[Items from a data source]

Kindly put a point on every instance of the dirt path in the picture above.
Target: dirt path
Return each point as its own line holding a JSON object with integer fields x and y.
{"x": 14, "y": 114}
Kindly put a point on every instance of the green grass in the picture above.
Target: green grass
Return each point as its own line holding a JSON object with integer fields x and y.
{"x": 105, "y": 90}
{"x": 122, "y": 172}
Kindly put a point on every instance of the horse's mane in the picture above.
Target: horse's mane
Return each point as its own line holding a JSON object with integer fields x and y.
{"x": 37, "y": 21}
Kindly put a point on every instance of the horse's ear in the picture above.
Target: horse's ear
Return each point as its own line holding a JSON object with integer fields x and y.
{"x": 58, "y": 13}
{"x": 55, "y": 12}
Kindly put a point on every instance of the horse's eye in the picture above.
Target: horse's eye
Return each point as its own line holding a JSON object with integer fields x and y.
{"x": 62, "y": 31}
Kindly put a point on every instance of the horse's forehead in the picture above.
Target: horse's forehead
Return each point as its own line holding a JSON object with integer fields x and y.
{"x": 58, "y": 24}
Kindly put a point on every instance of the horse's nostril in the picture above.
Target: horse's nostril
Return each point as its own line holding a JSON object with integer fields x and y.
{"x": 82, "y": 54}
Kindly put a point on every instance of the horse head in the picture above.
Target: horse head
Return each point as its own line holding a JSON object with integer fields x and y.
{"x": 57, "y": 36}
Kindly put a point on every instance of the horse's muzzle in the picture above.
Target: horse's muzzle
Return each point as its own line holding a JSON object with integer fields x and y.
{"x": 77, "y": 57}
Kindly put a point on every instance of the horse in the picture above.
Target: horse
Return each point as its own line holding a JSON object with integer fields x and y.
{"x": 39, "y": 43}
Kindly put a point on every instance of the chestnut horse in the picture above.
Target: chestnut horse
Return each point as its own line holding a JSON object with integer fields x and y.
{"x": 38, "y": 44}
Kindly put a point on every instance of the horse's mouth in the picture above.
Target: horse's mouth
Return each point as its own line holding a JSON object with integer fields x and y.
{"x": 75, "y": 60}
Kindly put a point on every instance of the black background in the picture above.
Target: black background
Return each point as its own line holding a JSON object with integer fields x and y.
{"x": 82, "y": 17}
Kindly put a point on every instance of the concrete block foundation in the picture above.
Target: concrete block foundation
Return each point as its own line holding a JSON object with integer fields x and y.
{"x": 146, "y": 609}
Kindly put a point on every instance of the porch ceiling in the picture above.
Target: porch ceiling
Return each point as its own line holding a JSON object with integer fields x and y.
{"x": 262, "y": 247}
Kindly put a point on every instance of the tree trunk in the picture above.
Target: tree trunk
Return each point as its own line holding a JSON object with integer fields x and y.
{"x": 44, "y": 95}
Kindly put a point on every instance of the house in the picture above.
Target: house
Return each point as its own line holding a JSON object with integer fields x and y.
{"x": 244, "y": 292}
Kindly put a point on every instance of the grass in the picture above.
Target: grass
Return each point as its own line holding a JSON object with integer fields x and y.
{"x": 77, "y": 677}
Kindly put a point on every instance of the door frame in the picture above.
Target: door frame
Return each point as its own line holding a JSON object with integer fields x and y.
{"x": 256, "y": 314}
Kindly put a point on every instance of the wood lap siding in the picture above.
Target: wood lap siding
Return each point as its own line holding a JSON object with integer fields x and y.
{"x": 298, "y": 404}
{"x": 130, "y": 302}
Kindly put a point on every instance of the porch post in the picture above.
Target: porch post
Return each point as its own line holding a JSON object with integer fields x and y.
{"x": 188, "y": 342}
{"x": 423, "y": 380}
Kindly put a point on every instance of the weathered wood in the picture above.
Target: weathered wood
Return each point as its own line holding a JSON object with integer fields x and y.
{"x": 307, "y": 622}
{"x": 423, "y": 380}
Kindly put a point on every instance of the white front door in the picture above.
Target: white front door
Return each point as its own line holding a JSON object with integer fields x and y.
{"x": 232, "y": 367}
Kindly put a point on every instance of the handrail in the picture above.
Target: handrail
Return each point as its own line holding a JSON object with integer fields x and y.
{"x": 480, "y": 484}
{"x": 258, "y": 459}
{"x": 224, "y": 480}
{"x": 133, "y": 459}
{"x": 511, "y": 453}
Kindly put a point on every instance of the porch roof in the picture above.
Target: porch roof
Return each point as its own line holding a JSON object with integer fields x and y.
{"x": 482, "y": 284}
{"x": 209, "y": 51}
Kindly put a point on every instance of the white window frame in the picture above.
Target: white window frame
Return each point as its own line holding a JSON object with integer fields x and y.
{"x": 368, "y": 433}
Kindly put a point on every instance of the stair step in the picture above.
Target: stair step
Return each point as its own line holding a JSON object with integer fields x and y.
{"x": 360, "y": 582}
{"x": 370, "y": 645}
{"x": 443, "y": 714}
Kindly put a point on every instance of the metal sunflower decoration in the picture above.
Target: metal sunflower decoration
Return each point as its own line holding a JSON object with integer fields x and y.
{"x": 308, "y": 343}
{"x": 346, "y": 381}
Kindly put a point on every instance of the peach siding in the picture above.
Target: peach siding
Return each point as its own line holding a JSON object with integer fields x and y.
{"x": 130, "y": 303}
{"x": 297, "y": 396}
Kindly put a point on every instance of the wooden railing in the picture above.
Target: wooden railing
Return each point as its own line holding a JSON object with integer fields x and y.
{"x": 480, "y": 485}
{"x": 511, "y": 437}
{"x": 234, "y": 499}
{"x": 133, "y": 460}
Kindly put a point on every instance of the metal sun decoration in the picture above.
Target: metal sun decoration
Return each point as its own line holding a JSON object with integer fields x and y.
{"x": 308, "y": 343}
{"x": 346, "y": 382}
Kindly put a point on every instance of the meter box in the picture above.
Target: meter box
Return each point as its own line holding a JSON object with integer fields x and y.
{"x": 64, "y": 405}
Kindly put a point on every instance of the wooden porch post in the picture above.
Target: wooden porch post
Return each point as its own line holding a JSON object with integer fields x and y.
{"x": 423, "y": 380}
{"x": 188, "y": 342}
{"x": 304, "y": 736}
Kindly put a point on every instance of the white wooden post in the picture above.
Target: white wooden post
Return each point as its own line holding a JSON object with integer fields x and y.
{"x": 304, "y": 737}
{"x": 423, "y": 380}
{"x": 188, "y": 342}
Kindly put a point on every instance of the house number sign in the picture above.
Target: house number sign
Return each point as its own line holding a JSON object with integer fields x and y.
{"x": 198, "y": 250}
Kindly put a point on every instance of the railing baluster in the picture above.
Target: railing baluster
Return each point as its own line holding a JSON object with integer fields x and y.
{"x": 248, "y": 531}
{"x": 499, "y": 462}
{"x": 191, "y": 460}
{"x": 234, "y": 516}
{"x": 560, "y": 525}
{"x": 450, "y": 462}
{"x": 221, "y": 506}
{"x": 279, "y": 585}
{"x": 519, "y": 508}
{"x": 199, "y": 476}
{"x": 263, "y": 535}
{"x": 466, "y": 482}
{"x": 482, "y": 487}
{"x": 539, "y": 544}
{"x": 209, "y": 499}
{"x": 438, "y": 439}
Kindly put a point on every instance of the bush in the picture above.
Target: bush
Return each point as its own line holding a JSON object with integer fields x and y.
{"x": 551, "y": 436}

**TASK DETAILS:** Report, from the entries above, each line where "dirt" is found.

**ANSWER FOR THIS EXERCISE:**
Kindly put a point on every instance of the dirt path in the picture above.
Target: dirt path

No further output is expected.